____ Quoted text
District Court of Appeal of Florida, First District
Apr 21, 1959
110 So. 2d 442 (Fla. Dist. Ct. App. 1959)


In Hutchinson, the First District Court of appeal took judicial notice that a 1959 salary of a conservation officer was such that a verdict of $5,000.00 for punitive damages "transcends the realm of punishment and results in economic castigation of the defendant."

Summary of this case from Atlas Properties, Inc. v. Didich


No. A-452.

April 7, 1959. Rehearing Denied April 21, 1959.

Appeal from the Circuit Court for Putnam County, P.B. Revels, J.

Richard W. Ervin, Atty. Gen., and T. Paine Kelly, Asst. Atty. Gen., for appellant.

Edward L. Bush, Palatka, for appellee.

This is a suit for damages based on a civil action of assault. The complaint alleged that the defendant "unlawfully, maliciously and feloniously assaulted the plaintiff" by aiming a pistol at him and "thereby causing the plaintiff to be in fear of bodily harm and life." There was no allegation of property damage and none proved.

The defendant was a Wildlife Officer with the State Game and Fresh Water Fish Commission in Putnam County, Florida. Upon being informed that some persons were engaged in "monkey fishing" on a nearby river, the defendant set out in his boat in an attempt to find the offenders. Shortly he recognized the plaintiff and another man engaged in the unlawful activity. The defendant was in his official uniform and was operating a patrol boat to which was attached a blinking red light. The plaintiff admitted that within 500 yards of his position he recognized the defendant whom he knew as a Wildlife Officer, but failed to yield to his commands to stop. The officer got close enough to grab onto the plaintiff's boat but in doing so he slightly crushed his hand which gave the plaintiff and his companion an opportunity to steer their boat away from him. As they drove away the defendant officer fired a shot at their motor, according to him "at close range but beyond the point of any danger of the bullets richocheting or hitting anybody. * * *" The plaintiff and his companion successfully fled from the officer, who returned to shore and swore out an affidavit for his arrest. The plaintiff was subsequently found not guilty of the charge.
________
**Work instructions**
1. Return everything in the court opinion from "District Court of Appeal of" down to "April 21, 1959.", copied word for word.
2. Name every attorney the court opinion lists as appearing for either the appellant or the appellee.
The records are separate material and have no connection to the court opinion.
____ Provided records
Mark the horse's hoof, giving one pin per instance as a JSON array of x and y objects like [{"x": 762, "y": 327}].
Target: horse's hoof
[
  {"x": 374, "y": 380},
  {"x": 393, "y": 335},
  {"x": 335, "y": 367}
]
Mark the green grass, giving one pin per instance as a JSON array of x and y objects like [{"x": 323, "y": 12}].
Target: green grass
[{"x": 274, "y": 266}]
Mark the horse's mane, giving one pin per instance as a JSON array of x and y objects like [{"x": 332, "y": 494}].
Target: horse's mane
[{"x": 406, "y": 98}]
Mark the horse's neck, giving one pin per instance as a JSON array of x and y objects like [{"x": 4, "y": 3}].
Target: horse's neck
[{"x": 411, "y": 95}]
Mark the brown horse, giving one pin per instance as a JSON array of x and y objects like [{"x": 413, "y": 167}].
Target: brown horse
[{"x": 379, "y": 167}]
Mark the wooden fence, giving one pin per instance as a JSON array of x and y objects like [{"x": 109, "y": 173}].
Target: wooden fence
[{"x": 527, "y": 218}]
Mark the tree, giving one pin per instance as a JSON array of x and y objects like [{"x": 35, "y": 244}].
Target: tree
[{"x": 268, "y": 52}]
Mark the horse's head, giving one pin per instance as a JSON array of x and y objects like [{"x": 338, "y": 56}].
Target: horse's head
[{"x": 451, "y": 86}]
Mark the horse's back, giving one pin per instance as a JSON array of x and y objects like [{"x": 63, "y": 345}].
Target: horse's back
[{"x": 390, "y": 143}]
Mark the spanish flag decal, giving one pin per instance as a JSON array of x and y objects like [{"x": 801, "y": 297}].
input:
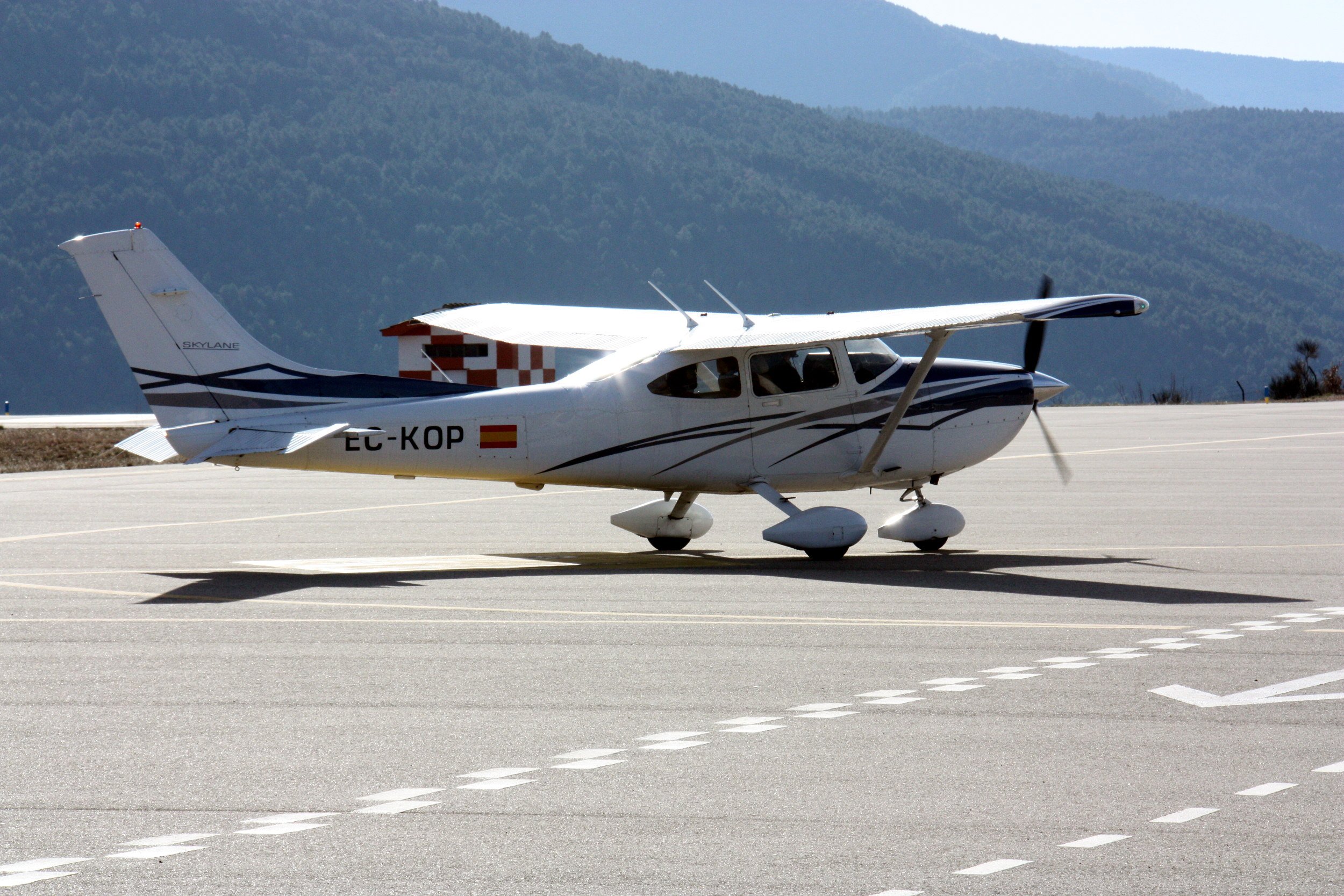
________
**Worked solutions**
1.
District Court of Appeal of Florida, First District
Apr 21, 1959
110 So. 2d 442 (Fla. Dist. Ct. App. 1959)


In Hutchinson, the First District Court of appeal took judicial notice that a 1959 salary of a conservation officer was such that a verdict of $5,000.00 for punitive damages "transcends the realm of punishment and results in economic castigation of the defendant."

Summary of this case from Atlas Properties, Inc. v. Didich


No. A-452.

April 7, 1959. Rehearing Denied April 21, 1959.

2. Richard W. Ervin, T. Paine Kelly, Edward L. Bush